* [GIVEN DATA]
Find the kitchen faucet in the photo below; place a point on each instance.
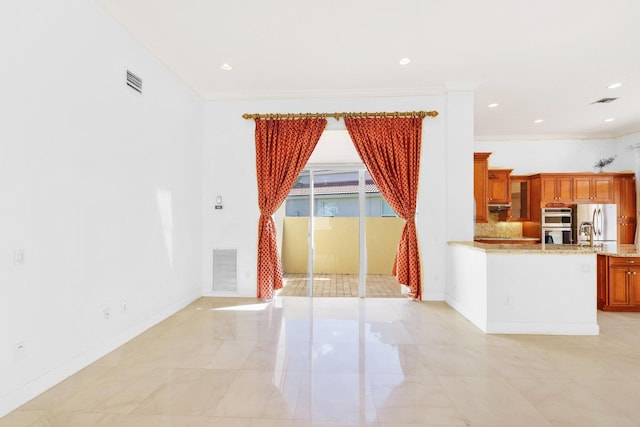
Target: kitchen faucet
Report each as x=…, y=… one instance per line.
x=586, y=227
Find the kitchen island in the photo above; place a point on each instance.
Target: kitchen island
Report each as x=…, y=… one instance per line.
x=527, y=289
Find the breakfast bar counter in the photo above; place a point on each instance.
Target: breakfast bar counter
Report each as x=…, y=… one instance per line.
x=527, y=289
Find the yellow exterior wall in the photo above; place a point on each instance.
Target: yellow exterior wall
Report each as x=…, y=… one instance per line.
x=336, y=243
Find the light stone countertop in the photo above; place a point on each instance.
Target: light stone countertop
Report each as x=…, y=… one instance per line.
x=612, y=249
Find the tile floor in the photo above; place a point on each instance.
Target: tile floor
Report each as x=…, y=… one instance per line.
x=298, y=362
x=341, y=285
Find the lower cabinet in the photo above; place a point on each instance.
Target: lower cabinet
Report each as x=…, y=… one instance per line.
x=619, y=284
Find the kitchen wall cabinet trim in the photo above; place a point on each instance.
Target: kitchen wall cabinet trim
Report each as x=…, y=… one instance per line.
x=619, y=286
x=480, y=185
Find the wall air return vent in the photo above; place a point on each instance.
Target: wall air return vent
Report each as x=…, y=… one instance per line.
x=134, y=82
x=225, y=263
x=604, y=100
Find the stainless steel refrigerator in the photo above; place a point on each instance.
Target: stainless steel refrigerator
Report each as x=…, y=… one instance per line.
x=603, y=217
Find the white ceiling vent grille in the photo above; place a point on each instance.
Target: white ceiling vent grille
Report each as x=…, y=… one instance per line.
x=604, y=100
x=225, y=270
x=134, y=82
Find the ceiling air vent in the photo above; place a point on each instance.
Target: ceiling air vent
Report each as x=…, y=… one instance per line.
x=604, y=100
x=134, y=82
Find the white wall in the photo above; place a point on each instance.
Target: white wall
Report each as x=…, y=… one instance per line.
x=563, y=155
x=229, y=156
x=100, y=187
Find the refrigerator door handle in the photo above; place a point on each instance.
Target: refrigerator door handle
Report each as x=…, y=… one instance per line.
x=600, y=222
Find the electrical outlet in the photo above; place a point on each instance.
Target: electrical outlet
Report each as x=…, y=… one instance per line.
x=18, y=257
x=20, y=351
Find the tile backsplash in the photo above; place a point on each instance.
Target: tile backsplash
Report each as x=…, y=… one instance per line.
x=496, y=228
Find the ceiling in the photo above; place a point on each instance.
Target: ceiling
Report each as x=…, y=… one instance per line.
x=538, y=60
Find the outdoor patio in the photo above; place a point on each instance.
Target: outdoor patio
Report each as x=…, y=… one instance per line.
x=341, y=285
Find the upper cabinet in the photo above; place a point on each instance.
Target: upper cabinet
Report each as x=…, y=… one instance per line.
x=625, y=196
x=556, y=188
x=480, y=185
x=596, y=188
x=499, y=186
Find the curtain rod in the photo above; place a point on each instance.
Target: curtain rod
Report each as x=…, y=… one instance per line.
x=337, y=116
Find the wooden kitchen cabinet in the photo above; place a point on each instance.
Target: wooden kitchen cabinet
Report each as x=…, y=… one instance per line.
x=625, y=197
x=621, y=286
x=556, y=188
x=480, y=185
x=499, y=186
x=591, y=188
x=602, y=265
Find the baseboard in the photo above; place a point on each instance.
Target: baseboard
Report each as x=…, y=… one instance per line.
x=543, y=328
x=28, y=391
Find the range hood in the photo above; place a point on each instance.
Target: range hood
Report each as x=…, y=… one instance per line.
x=499, y=207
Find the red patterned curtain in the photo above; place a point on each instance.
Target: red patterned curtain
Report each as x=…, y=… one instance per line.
x=283, y=148
x=390, y=149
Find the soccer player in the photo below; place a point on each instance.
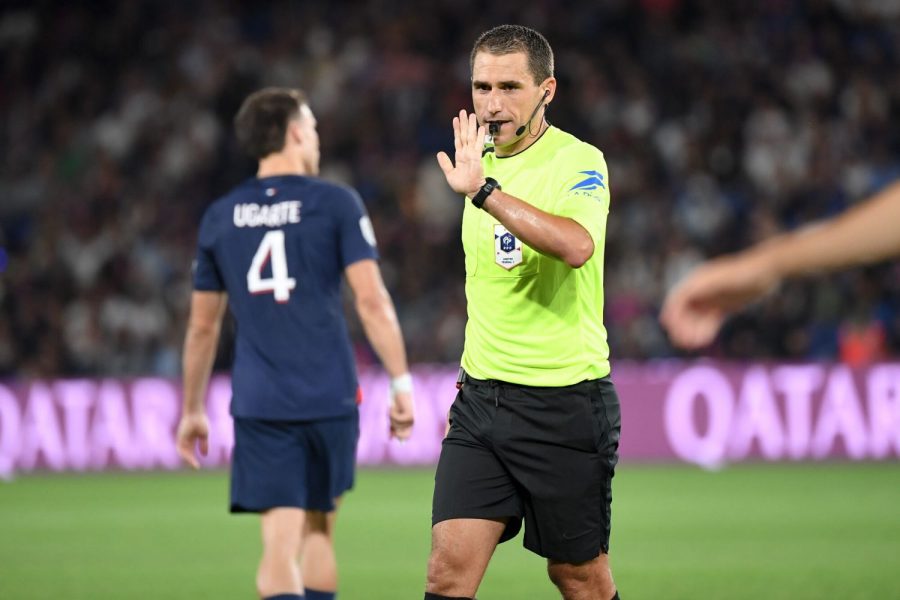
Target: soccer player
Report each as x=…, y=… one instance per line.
x=695, y=309
x=274, y=250
x=534, y=429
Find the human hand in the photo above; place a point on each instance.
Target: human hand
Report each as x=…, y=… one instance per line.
x=193, y=429
x=694, y=310
x=467, y=175
x=402, y=415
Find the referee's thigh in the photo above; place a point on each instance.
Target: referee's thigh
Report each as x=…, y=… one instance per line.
x=470, y=481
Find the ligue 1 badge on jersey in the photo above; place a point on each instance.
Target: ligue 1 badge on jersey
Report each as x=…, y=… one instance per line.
x=507, y=249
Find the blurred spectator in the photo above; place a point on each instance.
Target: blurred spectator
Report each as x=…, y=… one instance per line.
x=722, y=122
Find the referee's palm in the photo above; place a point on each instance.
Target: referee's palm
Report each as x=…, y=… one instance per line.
x=466, y=176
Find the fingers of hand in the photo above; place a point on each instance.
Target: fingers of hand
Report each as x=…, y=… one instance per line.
x=476, y=141
x=463, y=130
x=445, y=163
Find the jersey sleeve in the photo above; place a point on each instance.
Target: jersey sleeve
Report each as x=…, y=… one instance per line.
x=357, y=237
x=584, y=194
x=207, y=277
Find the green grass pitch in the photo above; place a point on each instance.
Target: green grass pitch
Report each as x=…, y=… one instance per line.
x=807, y=531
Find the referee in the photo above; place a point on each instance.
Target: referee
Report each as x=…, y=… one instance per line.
x=534, y=430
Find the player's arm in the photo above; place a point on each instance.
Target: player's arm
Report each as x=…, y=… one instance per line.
x=200, y=343
x=866, y=233
x=379, y=320
x=695, y=309
x=556, y=236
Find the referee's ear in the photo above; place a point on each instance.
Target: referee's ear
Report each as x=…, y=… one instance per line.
x=549, y=87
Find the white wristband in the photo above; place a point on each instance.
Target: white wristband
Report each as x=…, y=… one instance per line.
x=401, y=384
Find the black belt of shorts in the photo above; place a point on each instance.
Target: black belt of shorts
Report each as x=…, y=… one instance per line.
x=463, y=378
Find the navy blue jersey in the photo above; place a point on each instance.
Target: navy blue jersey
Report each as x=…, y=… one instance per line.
x=279, y=246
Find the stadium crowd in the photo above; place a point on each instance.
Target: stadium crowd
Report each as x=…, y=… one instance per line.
x=721, y=122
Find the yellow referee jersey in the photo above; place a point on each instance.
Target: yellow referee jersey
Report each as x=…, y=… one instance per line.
x=533, y=320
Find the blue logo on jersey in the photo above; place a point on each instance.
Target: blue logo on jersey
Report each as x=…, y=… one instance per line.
x=593, y=181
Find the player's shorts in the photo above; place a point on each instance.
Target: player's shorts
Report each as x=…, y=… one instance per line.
x=545, y=455
x=303, y=464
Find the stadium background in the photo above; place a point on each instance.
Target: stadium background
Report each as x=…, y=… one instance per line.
x=722, y=122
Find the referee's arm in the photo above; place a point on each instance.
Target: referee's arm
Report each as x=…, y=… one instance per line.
x=560, y=237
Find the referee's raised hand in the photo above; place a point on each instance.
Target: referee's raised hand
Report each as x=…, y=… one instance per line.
x=467, y=175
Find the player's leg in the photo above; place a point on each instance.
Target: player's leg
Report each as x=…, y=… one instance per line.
x=591, y=580
x=331, y=448
x=564, y=455
x=278, y=573
x=460, y=552
x=268, y=476
x=476, y=504
x=317, y=559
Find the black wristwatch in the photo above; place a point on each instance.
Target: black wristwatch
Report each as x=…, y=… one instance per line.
x=490, y=184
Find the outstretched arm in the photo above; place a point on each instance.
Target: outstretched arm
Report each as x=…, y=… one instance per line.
x=200, y=343
x=695, y=309
x=379, y=320
x=556, y=236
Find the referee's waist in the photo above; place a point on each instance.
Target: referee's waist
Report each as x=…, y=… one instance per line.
x=464, y=378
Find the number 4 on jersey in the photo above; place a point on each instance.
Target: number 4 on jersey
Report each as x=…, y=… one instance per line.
x=279, y=284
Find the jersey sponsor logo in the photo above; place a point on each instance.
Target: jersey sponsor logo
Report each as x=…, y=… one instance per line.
x=267, y=215
x=365, y=226
x=593, y=181
x=507, y=248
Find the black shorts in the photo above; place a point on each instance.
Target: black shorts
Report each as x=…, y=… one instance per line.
x=547, y=455
x=301, y=464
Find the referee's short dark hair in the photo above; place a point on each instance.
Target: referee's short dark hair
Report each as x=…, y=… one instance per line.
x=261, y=123
x=506, y=39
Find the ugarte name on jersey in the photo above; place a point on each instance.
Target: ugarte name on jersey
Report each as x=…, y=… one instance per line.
x=267, y=215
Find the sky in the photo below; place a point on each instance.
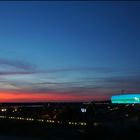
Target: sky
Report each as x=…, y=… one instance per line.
x=68, y=51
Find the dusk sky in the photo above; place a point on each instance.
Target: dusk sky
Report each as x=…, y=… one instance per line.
x=68, y=51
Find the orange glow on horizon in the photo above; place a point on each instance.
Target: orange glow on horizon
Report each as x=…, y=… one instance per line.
x=42, y=97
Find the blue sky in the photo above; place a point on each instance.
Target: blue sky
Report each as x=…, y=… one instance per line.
x=74, y=50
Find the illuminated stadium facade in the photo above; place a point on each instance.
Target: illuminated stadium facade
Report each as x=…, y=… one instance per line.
x=126, y=99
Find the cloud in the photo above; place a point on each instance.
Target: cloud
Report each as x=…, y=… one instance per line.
x=81, y=69
x=16, y=67
x=17, y=64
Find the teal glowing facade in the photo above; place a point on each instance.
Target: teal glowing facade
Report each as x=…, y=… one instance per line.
x=126, y=99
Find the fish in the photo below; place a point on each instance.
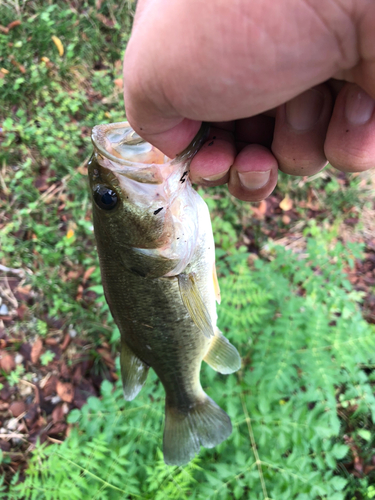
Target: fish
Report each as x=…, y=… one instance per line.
x=157, y=259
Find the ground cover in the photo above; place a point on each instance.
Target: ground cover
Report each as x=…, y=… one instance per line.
x=301, y=315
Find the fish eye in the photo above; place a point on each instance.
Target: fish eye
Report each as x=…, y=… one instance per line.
x=105, y=198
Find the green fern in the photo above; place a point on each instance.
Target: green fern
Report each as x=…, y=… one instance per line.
x=304, y=343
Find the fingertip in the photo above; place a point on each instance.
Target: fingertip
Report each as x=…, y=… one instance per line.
x=172, y=138
x=350, y=141
x=253, y=175
x=211, y=164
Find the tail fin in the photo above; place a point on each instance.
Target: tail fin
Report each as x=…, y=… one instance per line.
x=204, y=424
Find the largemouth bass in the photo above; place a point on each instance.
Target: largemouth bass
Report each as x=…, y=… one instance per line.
x=157, y=260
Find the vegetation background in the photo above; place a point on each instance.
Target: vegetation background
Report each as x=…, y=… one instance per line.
x=297, y=273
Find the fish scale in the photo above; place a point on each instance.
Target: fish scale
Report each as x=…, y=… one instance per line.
x=159, y=279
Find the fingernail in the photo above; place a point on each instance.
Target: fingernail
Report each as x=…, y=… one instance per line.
x=215, y=177
x=304, y=111
x=359, y=106
x=254, y=180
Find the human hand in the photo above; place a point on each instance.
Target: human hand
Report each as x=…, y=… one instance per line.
x=286, y=85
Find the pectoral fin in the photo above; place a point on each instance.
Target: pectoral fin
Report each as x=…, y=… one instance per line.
x=133, y=371
x=193, y=301
x=216, y=285
x=223, y=356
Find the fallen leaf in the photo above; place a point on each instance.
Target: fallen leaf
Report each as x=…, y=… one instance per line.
x=105, y=20
x=119, y=83
x=58, y=413
x=58, y=44
x=13, y=24
x=88, y=273
x=65, y=390
x=36, y=350
x=17, y=408
x=286, y=204
x=66, y=342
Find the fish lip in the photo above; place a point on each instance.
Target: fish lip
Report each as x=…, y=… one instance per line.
x=131, y=138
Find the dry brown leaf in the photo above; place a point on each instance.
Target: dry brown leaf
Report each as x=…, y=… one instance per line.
x=36, y=350
x=6, y=362
x=286, y=204
x=65, y=390
x=56, y=40
x=105, y=20
x=17, y=408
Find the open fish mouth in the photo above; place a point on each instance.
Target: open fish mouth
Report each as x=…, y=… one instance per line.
x=120, y=143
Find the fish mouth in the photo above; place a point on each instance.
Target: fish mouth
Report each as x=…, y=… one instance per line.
x=120, y=143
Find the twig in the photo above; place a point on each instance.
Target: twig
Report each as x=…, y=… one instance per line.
x=53, y=440
x=19, y=272
x=13, y=435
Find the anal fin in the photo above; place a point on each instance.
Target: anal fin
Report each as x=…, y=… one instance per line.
x=193, y=301
x=133, y=371
x=222, y=355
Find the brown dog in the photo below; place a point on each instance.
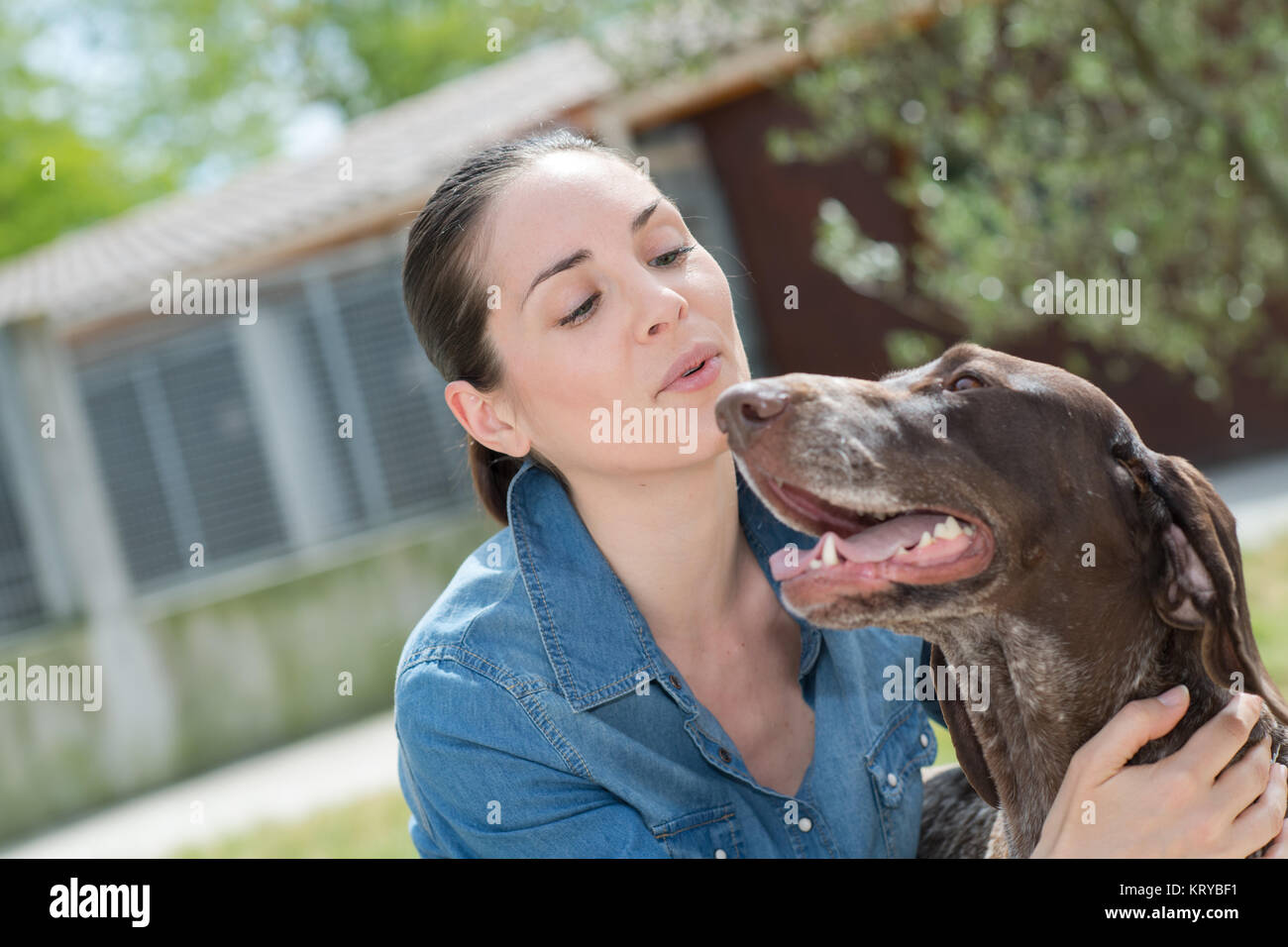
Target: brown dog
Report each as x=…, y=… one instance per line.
x=1008, y=512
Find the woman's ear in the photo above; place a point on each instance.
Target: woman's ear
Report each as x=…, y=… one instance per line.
x=490, y=424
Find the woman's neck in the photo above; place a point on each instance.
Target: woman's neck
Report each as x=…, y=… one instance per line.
x=675, y=541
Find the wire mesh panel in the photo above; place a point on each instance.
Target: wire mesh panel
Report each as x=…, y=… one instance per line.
x=400, y=390
x=20, y=596
x=130, y=474
x=338, y=451
x=178, y=445
x=205, y=393
x=183, y=431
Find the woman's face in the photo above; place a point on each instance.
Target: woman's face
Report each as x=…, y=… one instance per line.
x=610, y=324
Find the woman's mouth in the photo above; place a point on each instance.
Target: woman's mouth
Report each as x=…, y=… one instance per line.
x=698, y=376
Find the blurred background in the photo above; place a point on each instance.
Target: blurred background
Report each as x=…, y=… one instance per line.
x=877, y=179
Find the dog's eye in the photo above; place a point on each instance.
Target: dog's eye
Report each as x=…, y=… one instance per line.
x=962, y=381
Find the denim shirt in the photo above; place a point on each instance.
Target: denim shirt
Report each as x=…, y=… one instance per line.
x=536, y=716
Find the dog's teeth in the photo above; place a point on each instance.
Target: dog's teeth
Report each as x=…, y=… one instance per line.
x=948, y=530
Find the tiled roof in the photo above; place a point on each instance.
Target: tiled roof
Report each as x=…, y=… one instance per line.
x=399, y=154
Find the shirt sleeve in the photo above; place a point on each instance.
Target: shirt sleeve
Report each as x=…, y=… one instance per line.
x=483, y=780
x=931, y=703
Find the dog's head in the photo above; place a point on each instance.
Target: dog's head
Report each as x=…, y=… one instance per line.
x=983, y=484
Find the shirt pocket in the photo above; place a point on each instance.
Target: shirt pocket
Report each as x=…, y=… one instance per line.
x=709, y=832
x=894, y=762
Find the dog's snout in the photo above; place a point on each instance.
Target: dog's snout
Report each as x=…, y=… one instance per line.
x=746, y=410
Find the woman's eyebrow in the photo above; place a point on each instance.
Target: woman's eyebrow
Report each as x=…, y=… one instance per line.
x=580, y=256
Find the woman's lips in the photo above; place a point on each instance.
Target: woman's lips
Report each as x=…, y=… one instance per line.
x=703, y=376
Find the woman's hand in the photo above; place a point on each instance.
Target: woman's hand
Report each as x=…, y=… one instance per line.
x=1175, y=808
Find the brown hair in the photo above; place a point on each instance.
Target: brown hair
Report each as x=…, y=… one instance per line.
x=446, y=298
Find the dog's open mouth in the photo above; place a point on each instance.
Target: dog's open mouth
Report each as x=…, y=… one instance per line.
x=867, y=551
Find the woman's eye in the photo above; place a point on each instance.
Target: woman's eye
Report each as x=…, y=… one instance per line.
x=962, y=381
x=583, y=312
x=678, y=253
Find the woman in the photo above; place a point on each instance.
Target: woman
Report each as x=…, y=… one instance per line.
x=613, y=674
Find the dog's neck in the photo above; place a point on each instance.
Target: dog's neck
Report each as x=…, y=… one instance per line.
x=1044, y=703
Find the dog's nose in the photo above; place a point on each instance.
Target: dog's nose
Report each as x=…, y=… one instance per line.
x=745, y=410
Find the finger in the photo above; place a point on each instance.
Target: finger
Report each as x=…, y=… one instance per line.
x=1244, y=781
x=1262, y=821
x=1279, y=847
x=1211, y=746
x=1131, y=728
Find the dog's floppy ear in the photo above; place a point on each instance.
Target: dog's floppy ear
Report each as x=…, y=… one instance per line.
x=1197, y=573
x=970, y=754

* [WHAT NEEDS TO BE DONE] Gather each line from the listing above that holds "belt".

* [OUTPUT FOR THIS EXERCISE]
Find the black belt of shorts in the photo above; place a point on each instance.
Target: black belt of shorts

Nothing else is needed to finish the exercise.